→ **EXERCISE GOAL**
How many of the lines below contain the string "xmax"? Reply with the number alone.
* BEGIN DATA TO USE *
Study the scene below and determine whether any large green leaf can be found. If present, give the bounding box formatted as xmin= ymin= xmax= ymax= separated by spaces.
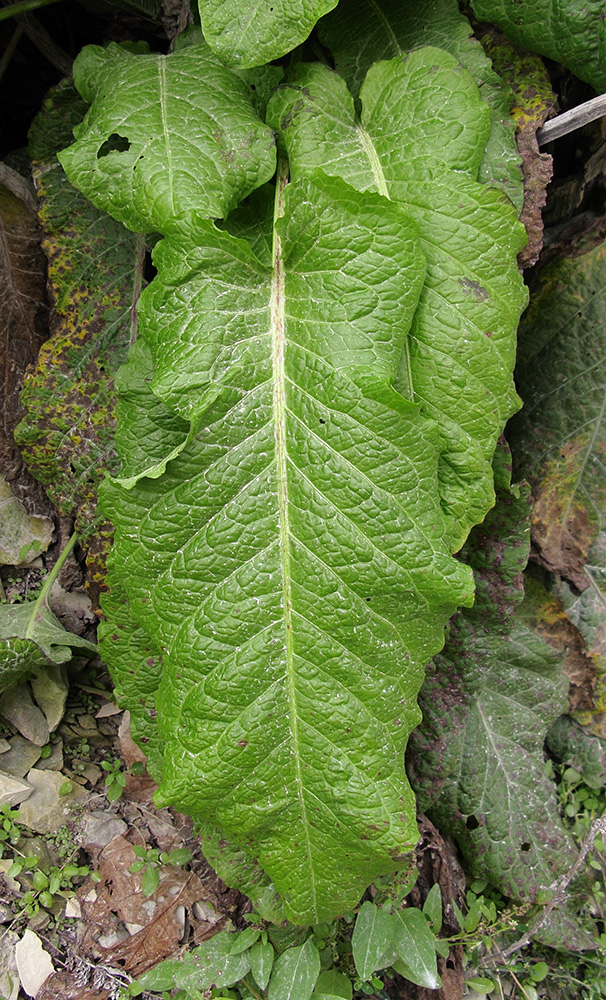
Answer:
xmin=0 ymin=601 xmax=96 ymax=691
xmin=556 ymin=531 xmax=606 ymax=744
xmin=511 ymin=219 xmax=606 ymax=591
xmin=269 ymin=48 xmax=526 ymax=548
xmin=471 ymin=0 xmax=606 ymax=92
xmin=408 ymin=444 xmax=531 ymax=811
xmin=98 ymin=174 xmax=470 ymax=923
xmin=60 ymin=42 xmax=276 ymax=233
xmin=318 ymin=0 xmax=524 ymax=211
xmin=431 ymin=623 xmax=576 ymax=900
xmin=198 ymin=0 xmax=337 ymax=68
* END DATA TO USE *
→ **EXERCISE RESPONSE**
12